→ WHAT TO DO:
1. Answer each question from the project page, one answer per line:
(a) By what date and time is peer grading due?
(b) What output range is typically assumed for digital-to-analog converters?
(c) Into what format are samples converted on export?
2. Reproduce the project page word for word, from "Project 1: Audacity" down to "to ignore: clipping.".

→ GIVEN PASSAGE:
++++++

Project 1: Audacity and cross fading
Project 1 due: Tuesday, January 21, 2025 by 11:59PM Eastern
Peer grading opens: Wednesday, January 22, 2025 by 11:59PM Eastern
Peer grading due: Tuesday, January 28, 2025 by 11:59PM Eastern
In this project, you will work with fade-in, fade-out, cross-fade, and then construct a sound collage composition. Before getting started, we’ll take a moment to discuss a critical aspect of digital audio that is too fundamental to ignore: clipping.
Clipping
Digital-to-analog converters have a limited output range that is typically considered to be -1 to +1. If you try to output a higher or lower value, the actual sample is limited (or clipped) to be within range. This causes harsh and unpleasant distortion.
When editing, audio samples are typically stored as floating point numbers, so exceeding the (nominal) maximum amplitude is OK. But when you you export, samples are converted to 16-bit integers (more compatible with D/A converters) and that’s where clipping occurs. Once clipped, there is no good way to recover the lost information.

++++++

→ SUPPLIED RECORDS:

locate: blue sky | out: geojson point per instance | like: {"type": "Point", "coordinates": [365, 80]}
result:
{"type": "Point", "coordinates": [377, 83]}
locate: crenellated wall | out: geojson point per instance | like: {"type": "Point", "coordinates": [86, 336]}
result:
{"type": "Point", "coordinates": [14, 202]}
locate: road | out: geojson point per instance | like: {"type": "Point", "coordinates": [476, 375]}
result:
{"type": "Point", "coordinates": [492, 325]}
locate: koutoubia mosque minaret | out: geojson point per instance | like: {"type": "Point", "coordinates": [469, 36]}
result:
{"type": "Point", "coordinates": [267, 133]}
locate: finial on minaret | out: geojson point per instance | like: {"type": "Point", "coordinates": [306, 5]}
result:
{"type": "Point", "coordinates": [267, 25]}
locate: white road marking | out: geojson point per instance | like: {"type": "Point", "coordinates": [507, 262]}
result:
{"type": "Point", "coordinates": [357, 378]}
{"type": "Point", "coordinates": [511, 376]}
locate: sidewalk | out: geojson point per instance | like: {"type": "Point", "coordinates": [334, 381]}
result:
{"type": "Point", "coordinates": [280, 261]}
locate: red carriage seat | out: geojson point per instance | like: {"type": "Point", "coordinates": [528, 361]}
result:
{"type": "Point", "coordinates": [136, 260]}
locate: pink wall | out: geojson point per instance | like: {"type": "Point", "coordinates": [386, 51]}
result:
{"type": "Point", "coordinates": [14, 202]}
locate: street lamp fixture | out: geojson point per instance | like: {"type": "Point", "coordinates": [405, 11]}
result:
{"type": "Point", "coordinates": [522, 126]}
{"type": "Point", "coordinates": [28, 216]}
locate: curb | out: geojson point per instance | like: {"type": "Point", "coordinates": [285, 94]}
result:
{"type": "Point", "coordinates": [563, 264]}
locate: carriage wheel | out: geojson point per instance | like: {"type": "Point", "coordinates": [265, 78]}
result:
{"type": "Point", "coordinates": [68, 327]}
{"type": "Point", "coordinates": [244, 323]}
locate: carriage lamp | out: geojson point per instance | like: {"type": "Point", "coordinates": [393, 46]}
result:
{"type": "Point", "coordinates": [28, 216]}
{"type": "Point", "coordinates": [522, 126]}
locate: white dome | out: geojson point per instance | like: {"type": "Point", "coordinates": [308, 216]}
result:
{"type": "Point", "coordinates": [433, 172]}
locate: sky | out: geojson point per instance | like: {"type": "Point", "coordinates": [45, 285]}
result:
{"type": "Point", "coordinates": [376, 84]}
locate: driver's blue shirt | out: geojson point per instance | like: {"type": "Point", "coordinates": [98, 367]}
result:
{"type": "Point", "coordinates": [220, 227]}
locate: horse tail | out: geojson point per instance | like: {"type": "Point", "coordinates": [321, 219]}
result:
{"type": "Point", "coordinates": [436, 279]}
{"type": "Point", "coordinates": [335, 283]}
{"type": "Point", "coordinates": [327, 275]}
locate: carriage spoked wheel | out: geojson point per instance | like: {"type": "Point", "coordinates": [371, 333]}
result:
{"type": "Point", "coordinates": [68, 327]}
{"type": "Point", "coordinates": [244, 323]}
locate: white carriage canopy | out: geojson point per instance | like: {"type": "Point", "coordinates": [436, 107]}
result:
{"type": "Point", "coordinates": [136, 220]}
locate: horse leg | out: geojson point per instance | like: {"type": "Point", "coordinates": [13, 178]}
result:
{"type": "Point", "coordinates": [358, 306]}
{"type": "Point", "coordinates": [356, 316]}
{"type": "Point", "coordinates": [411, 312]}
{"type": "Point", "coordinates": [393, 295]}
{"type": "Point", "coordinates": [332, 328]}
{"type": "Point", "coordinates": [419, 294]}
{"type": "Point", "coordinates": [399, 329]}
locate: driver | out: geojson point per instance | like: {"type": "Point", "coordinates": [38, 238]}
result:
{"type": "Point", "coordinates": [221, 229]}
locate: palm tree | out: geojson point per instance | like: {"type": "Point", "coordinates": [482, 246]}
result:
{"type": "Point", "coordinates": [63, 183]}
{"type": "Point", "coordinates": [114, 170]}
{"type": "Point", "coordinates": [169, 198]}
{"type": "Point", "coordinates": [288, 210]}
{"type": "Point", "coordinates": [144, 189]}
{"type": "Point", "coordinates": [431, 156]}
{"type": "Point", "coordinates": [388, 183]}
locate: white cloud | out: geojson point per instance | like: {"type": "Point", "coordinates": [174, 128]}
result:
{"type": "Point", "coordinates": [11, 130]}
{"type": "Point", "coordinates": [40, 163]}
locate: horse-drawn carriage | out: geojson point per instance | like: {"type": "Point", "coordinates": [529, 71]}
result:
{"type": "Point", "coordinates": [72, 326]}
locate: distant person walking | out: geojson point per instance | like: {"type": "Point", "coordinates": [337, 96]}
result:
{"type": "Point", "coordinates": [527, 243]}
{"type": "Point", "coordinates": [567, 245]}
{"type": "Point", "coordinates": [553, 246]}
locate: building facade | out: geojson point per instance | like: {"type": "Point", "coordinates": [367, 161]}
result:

++++++

→ WORKED ANSWERS:
1.
(a) Tuesday, January 28, 2025 by 11:59PM Eastern
(b) -1 to +1
(c) 16-bit integers

2.
Project 1: Audacity and cross fading
Project 1 due: Tuesday, January 21, 2025 by 11:59PM Eastern
Peer grading opens: Wednesday, January 22, 2025 by 11:59PM Eastern
Peer grading due: Tuesday, January 28, 2025 by 11:59PM Eastern
In this project, you will work with fade-in, fade-out, cross-fade, and then construct a sound collage composition. Before getting started, we’ll take a moment to discuss a critical aspect of digital audio that is too fundamental to ignore: clipping.